───── RECORDS FOR THIS EXERCISE ─────
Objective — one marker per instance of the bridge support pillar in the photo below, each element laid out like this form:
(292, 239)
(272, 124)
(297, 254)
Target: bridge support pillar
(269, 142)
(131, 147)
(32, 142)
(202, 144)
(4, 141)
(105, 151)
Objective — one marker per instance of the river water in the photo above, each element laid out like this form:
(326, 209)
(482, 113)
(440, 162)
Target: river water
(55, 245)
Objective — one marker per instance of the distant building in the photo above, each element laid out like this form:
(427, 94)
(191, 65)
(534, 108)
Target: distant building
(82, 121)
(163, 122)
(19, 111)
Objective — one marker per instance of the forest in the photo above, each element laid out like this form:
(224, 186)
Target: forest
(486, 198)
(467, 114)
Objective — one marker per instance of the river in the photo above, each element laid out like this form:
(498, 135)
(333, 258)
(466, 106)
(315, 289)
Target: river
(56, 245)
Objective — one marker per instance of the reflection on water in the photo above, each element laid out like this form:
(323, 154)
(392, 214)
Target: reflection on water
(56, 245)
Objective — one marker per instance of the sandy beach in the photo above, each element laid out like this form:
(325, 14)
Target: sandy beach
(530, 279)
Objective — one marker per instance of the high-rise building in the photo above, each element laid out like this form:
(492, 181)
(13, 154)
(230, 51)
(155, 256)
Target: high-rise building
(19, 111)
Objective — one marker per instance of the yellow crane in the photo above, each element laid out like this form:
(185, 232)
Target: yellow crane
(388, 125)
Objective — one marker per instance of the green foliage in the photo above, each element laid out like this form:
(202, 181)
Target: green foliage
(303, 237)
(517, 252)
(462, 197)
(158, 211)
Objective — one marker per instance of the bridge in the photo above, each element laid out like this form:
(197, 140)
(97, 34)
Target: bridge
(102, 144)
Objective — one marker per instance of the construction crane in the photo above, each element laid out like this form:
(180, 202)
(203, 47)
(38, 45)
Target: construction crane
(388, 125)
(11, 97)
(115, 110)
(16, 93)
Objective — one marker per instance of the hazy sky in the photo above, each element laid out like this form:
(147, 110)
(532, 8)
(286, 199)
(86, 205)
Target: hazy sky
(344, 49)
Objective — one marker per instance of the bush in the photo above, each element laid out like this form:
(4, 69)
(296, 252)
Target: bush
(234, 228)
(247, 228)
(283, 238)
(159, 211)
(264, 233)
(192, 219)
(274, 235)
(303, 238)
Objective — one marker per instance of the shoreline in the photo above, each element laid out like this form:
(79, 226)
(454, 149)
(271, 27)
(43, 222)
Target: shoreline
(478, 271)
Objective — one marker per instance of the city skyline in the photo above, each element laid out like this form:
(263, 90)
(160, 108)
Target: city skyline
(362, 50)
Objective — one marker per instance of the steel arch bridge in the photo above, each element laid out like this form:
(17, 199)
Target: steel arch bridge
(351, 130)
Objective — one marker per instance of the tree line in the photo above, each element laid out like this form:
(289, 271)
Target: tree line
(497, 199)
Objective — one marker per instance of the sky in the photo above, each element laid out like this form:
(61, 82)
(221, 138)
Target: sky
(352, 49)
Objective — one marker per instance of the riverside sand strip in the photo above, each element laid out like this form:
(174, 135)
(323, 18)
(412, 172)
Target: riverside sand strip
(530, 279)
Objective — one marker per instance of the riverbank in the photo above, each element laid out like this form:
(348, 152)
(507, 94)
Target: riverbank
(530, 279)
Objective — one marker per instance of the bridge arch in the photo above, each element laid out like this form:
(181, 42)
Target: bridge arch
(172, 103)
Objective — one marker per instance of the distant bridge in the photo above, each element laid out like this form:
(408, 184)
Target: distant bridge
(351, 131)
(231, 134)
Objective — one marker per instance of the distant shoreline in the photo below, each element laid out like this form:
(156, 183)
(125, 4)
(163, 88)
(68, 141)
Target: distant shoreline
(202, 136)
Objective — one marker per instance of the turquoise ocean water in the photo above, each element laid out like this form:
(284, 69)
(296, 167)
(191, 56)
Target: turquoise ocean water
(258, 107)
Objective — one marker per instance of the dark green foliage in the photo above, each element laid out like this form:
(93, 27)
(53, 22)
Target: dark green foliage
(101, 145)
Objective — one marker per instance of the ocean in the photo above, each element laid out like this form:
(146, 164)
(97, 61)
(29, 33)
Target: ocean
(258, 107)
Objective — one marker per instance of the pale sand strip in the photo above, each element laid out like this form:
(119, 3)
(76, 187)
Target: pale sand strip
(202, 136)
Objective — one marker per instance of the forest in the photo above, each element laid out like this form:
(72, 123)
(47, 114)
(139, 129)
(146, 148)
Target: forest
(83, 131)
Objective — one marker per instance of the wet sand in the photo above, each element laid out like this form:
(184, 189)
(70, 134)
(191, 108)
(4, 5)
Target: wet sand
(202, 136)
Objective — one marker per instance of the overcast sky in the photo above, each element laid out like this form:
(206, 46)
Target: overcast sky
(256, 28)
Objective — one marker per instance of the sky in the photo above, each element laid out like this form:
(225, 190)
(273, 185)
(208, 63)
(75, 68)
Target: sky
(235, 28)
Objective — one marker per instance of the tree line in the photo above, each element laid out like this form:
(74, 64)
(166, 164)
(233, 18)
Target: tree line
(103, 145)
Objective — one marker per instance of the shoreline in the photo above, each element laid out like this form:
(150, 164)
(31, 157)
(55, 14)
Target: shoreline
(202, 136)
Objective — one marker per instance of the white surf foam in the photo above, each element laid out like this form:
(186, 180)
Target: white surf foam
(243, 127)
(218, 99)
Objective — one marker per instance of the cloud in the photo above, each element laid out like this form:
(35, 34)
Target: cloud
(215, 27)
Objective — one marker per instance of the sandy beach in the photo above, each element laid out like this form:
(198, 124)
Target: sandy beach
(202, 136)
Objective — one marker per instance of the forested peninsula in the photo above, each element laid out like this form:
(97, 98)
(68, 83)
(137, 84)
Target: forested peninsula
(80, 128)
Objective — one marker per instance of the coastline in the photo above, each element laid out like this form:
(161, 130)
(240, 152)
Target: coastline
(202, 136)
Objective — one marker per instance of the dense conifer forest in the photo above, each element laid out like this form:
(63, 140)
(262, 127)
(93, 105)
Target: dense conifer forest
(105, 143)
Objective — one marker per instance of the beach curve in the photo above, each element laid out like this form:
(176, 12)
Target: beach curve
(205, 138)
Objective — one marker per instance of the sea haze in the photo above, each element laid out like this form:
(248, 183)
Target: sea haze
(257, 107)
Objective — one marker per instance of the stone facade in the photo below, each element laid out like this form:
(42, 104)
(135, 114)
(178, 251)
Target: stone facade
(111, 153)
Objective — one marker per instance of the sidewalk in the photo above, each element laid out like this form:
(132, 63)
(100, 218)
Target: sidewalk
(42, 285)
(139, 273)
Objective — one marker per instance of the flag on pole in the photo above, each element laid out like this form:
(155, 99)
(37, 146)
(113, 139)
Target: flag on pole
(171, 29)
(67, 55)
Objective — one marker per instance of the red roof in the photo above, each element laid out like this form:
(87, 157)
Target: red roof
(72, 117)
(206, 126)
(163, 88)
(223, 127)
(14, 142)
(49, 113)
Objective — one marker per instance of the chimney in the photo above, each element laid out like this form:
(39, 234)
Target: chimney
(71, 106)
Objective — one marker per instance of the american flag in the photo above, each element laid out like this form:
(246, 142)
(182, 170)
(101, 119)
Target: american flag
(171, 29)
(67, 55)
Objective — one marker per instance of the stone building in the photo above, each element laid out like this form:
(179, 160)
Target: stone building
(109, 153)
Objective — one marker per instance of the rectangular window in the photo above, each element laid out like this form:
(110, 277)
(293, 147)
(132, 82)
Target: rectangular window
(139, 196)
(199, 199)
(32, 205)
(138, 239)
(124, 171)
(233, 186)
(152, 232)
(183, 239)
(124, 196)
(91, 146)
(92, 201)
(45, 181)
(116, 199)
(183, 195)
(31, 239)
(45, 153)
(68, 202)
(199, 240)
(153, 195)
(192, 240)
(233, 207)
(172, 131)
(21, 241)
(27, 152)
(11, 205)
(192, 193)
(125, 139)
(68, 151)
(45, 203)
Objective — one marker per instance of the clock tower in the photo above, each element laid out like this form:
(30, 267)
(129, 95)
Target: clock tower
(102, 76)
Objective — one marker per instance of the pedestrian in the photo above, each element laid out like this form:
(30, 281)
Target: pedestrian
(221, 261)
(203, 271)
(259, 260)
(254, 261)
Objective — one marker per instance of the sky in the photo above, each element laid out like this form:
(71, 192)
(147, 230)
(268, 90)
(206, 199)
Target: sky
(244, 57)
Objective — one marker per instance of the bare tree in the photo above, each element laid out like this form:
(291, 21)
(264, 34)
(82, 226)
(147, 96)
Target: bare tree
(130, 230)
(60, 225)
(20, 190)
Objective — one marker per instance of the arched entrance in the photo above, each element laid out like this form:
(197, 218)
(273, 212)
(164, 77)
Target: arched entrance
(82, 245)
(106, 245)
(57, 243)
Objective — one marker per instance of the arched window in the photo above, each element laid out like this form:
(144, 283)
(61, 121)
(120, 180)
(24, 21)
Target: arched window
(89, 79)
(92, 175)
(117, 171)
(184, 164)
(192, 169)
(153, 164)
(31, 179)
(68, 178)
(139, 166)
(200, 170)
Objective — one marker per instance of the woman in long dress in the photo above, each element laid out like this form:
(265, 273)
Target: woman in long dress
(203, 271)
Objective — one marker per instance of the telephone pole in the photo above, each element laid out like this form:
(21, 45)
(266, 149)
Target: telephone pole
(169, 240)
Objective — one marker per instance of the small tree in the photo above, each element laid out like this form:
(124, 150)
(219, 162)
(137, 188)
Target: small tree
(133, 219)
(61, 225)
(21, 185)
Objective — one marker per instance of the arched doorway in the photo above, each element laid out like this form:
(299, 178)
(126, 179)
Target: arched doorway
─────
▶ _ASSIGNMENT_: Starting at the line that contains "Target: telephone pole", retype each remaining line of the records exactly; that line and the last line are both included.

▶ _RESULT_:
Target: telephone pole
(169, 240)
Objective — one marker per instance of the small tree in the photo above, each element laid out like this form:
(124, 150)
(219, 162)
(137, 188)
Target: small tree
(133, 219)
(61, 225)
(21, 185)
Objective — one marker per instance of the arched doorway in the photo above, each element laid out like this form:
(299, 178)
(126, 179)
Target: arched doorway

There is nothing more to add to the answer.